SELECTED TEXT —

Reeves Previews Birdon Vote, Discusses MLK Two-Way Killed, CRA Expansion

Mayor D.C. Reeves opened his Wednesday morning press conference with a brief mention of the storm system tracking toward the Gulf Coast, reassuring residents that the city’s emergency management team is monitoring the situation alongside the county EOC and PFD Chief Craner. As of Wednesday morning, the mayor characterized the threat as “a pretty sizable rain event” but nothing more severe.

The bulk of his remarks centered on the proposed Birdon America’s shipbuilding facility at the Port of Pensacola, the city’s largest prospective private employer.


Triumph Board Vote Monday

Reeves announced the project will go before the Triumph Gulf Coast board on Monday in Panama City. The board will review the term sheet for the grant agreement with the city and performance requirements tied to Birdon’s investment—representing step two of a three-step grant approval process.

DIRECTIONS —
(1) According to the press conference text, in what city will the Triumph Gulf Coast board take up the Birdon project on Monday?
(2) Repeat a passage from the press conference text word for word. Start at the words "Mayor D.C. Reeves" and end after "prospective private employer.".

PROVIDED INFORMATION —
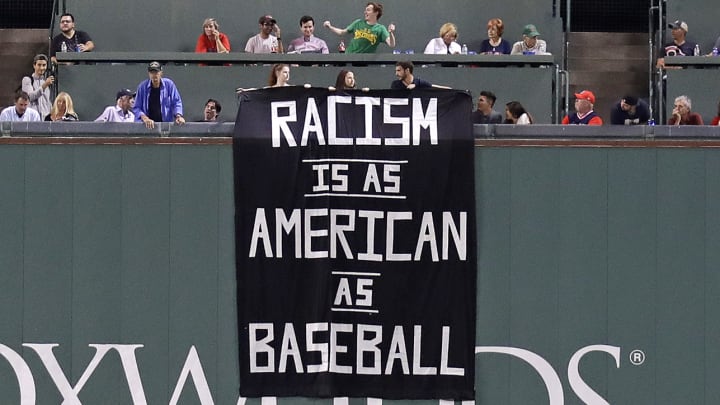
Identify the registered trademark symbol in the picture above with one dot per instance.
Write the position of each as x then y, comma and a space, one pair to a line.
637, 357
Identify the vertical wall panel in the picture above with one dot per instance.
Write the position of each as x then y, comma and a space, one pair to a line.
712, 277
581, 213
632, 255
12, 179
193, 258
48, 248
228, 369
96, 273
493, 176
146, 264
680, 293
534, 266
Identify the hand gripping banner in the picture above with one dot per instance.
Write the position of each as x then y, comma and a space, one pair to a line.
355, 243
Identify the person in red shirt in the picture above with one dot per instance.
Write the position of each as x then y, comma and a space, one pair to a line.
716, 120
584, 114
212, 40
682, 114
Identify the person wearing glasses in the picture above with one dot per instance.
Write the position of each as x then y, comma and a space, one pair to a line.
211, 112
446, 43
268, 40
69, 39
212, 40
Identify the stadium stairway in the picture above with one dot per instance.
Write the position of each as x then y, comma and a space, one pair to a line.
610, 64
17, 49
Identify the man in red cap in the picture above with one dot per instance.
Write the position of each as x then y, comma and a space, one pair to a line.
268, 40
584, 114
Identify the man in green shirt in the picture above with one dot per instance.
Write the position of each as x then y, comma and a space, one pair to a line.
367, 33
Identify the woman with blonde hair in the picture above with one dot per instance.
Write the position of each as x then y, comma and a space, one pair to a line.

ANSWERS PROVIDED —
(1) Panama City

(2)
Mayor D.C. Reeves opened his Wednesday morning press conference with a brief mention of the storm system tracking toward the Gulf Coast, reassuring residents that the city’s emergency management team is monitoring the situation alongside the county EOC and PFD Chief Craner. As of Wednesday morning, the mayor characterized the threat as “a pretty sizable rain event” but nothing more severe.

The bulk of his remarks centered on the proposed Birdon America’s shipbuilding facility at the Port of Pensacola, the city’s largest prospective private employer.